[Opening SELECTED EXTRACT section]

Digital Health Records are Improving Care in California

Manifest MedEx, a statewide health information network is growing and improving healthcare in California, a gathering of healthcare providers and influencers heard Tuesday night in San Francisco.

Just as roads and railways support the economy and the internet supports the technology boom, the state’s health information exchange has the potential to support significantly lower healthcare costs, improve patient care and enhance the work that physicians and other providers do to treat patients.

paul commonwealth
Blue Shield of California Chief Executive Paul Markovich addresses the Commonwealth Club on Dec. 11

“We need an infrastructure where digital information is comprehensive, real time and available to all appropriate users, including the patient, treating physicians and health plan.” said Paul Markovich, president and CEO of Blue Shield of California.

That’s exactly what Manifest MedEx is doing, said Claudia Williams, the organization’s CEO. Manifest is a nonprofit utility based in Emeryville, delivering patient information for approximately 11 million Californians.

Manifest has partnerships with small and large provider groups, health systems, and health plans including Blue Shield of California, Inland Empire Health Plan, and Anthem. Participation is accelerating as providers and hospitals move to value-based care focused on patient outcomes instead of straight fee-for-services.

[Closing SELECTED EXTRACT section]
[Opening EXTRACTED MATERIAL section]

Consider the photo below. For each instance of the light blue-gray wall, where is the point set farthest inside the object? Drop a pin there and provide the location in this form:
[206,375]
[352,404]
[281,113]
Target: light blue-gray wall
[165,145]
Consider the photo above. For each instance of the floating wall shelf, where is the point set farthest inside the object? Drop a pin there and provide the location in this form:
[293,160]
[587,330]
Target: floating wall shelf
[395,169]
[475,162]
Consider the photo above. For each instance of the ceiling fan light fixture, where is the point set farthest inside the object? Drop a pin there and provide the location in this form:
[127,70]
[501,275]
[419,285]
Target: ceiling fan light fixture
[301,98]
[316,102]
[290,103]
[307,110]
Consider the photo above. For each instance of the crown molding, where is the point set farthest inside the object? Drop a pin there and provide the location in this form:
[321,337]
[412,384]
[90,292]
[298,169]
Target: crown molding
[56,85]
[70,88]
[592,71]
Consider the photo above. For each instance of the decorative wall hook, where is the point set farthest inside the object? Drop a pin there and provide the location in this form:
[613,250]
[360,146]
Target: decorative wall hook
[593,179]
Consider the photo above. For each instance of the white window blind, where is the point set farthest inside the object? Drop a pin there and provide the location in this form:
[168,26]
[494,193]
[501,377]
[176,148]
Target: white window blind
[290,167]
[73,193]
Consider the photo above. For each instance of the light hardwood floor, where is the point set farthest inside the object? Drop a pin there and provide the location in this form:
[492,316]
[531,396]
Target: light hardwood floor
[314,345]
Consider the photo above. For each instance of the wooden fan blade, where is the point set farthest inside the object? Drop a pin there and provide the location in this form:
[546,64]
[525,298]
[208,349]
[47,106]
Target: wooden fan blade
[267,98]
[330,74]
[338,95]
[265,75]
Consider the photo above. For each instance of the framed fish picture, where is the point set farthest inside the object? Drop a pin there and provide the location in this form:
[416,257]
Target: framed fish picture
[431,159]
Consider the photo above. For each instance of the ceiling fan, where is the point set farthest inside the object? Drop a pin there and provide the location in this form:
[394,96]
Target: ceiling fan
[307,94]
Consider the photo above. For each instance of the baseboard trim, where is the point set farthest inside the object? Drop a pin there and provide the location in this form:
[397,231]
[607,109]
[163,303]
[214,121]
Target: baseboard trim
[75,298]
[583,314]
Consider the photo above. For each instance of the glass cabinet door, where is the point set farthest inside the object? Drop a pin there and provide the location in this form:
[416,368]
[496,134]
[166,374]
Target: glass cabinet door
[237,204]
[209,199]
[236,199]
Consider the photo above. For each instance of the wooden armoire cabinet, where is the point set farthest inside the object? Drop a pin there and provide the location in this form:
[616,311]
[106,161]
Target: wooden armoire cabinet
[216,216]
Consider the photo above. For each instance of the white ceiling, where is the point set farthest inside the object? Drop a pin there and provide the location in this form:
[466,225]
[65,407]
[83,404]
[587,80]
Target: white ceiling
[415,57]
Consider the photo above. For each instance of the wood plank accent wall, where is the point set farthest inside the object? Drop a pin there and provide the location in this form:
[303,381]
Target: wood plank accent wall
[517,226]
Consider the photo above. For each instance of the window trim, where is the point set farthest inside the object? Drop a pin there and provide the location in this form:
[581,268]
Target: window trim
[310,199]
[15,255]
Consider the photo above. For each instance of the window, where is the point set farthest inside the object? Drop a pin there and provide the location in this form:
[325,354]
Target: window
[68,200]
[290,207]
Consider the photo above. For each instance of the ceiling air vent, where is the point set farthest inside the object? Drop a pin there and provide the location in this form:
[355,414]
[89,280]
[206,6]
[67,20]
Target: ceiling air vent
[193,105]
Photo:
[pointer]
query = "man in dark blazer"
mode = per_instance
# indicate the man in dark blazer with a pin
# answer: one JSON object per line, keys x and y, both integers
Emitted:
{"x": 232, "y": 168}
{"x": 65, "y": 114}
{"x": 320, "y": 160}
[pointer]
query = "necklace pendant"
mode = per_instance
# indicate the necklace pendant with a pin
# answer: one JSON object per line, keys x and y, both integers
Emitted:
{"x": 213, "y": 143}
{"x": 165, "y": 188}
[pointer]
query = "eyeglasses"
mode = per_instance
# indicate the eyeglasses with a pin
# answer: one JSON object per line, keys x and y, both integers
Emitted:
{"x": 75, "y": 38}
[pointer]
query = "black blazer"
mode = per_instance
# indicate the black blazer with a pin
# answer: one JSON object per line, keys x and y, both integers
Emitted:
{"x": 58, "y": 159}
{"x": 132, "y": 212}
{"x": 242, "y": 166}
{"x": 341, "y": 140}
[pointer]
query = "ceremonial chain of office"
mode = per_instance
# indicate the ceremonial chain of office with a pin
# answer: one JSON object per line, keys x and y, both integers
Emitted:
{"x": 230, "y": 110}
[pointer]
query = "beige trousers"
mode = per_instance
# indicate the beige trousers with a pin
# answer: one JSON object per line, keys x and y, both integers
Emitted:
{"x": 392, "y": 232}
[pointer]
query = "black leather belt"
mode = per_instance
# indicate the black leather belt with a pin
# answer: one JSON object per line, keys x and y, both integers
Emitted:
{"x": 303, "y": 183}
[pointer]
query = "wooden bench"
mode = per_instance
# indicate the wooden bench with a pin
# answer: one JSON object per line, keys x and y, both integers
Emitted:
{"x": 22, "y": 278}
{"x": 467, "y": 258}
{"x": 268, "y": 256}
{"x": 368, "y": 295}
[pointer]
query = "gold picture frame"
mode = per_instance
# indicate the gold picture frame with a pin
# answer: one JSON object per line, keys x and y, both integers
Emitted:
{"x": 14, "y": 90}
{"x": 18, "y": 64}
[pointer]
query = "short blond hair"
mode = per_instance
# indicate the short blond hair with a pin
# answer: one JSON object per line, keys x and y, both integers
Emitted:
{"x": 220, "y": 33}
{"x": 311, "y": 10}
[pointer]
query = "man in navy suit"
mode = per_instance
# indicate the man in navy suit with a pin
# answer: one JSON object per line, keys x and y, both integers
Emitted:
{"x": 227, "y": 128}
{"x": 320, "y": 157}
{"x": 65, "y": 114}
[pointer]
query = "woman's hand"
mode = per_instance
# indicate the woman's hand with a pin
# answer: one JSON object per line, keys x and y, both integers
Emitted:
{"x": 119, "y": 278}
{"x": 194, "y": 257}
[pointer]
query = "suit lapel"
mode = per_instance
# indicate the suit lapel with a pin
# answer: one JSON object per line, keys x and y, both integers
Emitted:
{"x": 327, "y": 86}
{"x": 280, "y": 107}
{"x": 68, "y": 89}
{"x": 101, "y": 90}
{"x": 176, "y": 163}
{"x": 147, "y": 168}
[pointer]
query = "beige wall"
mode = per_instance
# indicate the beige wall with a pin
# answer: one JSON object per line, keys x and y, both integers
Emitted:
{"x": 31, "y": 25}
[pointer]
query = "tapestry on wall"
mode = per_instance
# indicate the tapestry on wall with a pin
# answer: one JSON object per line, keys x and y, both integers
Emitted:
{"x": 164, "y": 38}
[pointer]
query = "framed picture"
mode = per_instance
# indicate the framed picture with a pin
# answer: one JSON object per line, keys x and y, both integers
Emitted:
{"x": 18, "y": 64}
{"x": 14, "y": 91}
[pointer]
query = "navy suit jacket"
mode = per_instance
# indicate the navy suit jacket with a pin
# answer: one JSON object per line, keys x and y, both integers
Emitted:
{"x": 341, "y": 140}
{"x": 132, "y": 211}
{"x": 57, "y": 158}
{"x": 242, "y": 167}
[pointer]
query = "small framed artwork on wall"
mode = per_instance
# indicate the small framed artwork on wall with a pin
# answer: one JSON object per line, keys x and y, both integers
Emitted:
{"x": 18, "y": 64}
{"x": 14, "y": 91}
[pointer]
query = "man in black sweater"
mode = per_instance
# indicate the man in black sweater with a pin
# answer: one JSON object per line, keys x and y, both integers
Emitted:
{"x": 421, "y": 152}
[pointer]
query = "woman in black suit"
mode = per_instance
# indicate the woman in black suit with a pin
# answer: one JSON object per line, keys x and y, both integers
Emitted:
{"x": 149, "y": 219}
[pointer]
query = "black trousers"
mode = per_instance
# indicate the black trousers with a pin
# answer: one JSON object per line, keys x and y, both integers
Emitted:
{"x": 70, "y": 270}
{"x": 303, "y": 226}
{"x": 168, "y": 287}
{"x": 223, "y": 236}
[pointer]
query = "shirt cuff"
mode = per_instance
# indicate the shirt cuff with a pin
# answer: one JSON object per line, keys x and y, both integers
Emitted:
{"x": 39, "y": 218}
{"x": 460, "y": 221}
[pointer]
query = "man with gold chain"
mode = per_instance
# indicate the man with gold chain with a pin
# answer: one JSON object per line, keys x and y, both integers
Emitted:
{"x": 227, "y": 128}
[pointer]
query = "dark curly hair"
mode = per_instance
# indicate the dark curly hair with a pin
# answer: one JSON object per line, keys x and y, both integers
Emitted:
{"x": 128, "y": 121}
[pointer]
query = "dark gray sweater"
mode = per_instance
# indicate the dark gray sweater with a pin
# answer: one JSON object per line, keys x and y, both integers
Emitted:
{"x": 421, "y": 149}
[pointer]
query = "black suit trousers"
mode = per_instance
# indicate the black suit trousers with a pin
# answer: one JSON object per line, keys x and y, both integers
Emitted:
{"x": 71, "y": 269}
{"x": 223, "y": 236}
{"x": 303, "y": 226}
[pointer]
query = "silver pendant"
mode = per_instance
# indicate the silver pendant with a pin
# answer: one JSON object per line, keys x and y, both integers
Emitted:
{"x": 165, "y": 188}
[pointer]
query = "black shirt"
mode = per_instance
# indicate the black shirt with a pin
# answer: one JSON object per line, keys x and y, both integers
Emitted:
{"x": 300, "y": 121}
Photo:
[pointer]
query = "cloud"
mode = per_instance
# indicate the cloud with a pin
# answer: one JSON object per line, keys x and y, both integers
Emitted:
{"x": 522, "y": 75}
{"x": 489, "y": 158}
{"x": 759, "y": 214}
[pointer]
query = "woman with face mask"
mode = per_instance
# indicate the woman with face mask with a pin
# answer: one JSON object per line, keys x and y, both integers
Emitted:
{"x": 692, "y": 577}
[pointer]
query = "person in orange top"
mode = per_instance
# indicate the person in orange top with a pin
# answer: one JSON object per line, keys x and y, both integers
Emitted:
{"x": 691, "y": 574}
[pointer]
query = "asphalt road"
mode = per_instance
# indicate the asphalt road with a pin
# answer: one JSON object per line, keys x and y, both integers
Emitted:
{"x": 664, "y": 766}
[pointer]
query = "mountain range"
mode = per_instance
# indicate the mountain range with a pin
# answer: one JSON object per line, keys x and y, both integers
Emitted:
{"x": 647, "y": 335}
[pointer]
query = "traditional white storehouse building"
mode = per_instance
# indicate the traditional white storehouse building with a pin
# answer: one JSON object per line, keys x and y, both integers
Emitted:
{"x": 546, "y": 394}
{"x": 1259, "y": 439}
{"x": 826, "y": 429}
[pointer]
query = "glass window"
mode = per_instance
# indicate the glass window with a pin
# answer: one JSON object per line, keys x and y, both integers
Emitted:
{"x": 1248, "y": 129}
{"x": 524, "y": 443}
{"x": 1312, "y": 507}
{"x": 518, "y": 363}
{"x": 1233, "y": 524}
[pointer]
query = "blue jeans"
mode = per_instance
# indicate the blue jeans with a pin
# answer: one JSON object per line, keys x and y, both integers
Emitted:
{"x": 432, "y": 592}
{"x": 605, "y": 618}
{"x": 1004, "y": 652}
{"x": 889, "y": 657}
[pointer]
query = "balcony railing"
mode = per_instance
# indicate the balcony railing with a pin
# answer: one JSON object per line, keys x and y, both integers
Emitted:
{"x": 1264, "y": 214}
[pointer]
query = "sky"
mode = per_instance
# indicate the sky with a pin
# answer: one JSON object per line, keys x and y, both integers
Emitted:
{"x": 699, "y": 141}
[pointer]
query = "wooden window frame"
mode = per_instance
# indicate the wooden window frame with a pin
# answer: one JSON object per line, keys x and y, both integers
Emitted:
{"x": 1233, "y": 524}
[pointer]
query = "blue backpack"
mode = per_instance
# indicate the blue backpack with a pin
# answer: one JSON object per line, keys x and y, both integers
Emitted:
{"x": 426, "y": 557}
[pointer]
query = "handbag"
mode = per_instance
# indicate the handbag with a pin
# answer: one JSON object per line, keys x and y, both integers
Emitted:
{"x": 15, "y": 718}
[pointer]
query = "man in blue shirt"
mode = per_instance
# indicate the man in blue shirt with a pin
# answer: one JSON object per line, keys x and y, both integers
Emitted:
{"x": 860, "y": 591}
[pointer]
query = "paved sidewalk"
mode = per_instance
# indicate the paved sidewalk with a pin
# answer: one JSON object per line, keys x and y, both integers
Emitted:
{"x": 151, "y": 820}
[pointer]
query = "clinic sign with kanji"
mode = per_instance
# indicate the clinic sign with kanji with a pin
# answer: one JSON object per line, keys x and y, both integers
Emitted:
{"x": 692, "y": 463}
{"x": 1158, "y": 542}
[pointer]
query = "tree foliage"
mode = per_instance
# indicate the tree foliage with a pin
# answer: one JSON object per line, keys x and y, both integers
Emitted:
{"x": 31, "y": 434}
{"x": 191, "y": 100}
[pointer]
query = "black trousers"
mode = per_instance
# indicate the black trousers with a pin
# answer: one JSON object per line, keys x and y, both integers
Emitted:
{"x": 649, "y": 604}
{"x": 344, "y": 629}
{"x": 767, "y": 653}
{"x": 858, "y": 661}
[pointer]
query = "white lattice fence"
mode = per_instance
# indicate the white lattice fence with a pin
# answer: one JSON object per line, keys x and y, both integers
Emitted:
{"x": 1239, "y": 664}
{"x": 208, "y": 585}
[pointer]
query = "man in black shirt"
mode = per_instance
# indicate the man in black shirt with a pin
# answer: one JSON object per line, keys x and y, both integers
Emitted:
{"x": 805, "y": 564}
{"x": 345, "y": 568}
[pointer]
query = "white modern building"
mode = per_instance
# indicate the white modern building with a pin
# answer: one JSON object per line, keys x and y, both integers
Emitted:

[Closing EXTRACTED MATERIAL section]

EXERCISE REQUIREMENTS >>
Copy the stretch of the text on California's digital health records from "Digital Health Records" through "to treat patients.", word for word.

OUTPUT FOR THIS EXERCISE >>
Digital Health Records are Improving Care in California

Manifest MedEx, a statewide health information network is growing and improving healthcare in California, a gathering of healthcare providers and influencers heard Tuesday night in San Francisco.

Just as roads and railways support the economy and the internet supports the technology boom, the state’s health information exchange has the potential to support significantly lower healthcare costs, improve patient care and enhance the work that physicians and other providers do to treat patients.